WHAT YOU SHOULD DO » Whenever a line in the records below contains "twine", pick it out.

ENTRIES SHOWN »

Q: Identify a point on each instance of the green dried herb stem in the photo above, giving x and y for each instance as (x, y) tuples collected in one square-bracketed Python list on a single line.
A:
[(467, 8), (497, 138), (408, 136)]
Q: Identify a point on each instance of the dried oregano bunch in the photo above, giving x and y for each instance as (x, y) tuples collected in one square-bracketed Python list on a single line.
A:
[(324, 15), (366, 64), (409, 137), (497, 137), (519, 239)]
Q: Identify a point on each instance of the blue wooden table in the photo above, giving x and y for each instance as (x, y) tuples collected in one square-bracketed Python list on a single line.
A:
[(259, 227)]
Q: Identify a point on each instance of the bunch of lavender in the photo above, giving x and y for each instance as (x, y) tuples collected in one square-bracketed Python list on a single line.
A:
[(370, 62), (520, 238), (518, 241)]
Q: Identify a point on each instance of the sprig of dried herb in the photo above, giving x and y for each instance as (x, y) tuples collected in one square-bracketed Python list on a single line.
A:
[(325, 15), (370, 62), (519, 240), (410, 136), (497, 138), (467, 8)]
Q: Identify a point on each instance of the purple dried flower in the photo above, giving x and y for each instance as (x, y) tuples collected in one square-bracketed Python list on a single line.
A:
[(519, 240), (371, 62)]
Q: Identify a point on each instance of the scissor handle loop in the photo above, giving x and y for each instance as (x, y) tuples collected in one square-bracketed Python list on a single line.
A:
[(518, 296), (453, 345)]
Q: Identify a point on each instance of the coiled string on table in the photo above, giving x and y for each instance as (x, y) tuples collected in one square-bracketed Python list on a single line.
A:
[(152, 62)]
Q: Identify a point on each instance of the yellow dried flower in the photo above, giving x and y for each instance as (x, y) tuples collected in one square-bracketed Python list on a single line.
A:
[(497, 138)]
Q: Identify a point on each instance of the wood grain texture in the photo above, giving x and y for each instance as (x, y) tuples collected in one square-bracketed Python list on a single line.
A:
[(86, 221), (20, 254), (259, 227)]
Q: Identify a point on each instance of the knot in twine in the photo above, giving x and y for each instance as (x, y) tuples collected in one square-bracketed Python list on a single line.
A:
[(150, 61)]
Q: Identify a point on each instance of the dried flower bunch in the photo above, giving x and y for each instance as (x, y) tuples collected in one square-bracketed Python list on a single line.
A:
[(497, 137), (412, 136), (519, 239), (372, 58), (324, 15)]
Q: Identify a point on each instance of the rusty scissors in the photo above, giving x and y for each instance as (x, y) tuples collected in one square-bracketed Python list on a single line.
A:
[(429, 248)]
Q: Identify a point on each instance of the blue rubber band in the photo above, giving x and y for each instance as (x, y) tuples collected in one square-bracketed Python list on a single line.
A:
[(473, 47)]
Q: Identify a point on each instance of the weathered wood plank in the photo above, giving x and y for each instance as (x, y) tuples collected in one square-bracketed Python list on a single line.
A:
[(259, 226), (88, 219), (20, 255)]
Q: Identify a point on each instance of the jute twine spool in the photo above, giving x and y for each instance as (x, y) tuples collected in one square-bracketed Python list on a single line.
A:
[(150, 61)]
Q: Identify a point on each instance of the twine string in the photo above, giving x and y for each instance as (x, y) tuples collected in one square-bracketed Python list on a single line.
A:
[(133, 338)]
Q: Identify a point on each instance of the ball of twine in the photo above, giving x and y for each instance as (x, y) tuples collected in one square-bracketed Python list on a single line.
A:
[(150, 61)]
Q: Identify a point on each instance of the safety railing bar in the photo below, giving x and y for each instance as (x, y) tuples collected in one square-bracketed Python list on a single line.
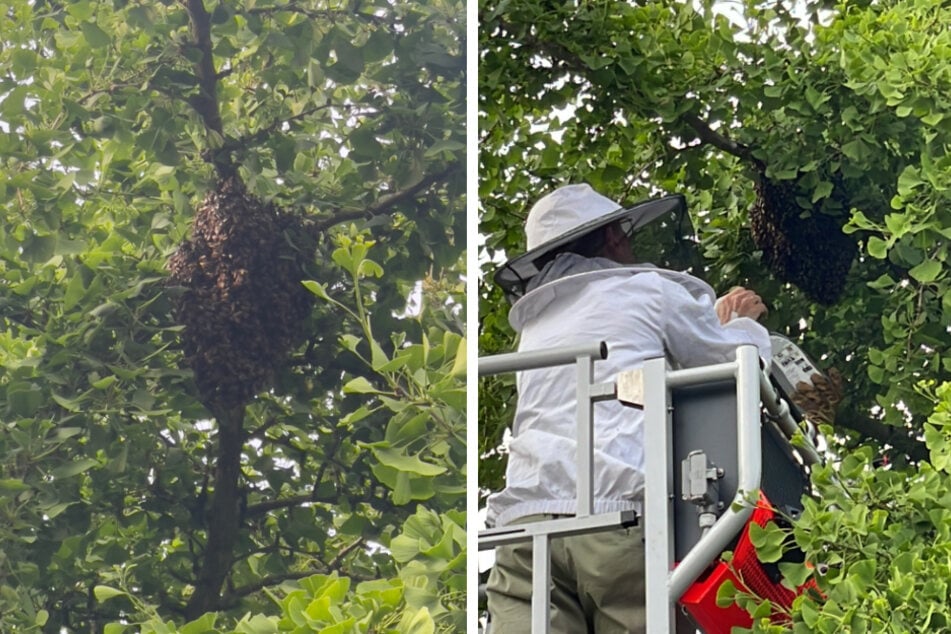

EXERCISE ANSWER »
Q: Identify a point on each instance of the knot in twine in the photo above, giving x and y for each instance as (x, y) tuples collected in one square-bracketed Python list on a single line.
Q: Identify a point on each instance of the jute twine spool in the photo above, giving x and y for each instance as (x, y) tuples collected in one square-bracketed Python list on a single line.
Q: Identify a point on each instance of the twine string in the photo above, giving x and y for each instance as (x, y) tuples collected in one square-bracketed Python list on a single line.
Q: Identify a point on each instance of the ball of twine in the photo above, giving x and y for each instance as (x, y) tuples collected in one square-bracketed Python list on a single line.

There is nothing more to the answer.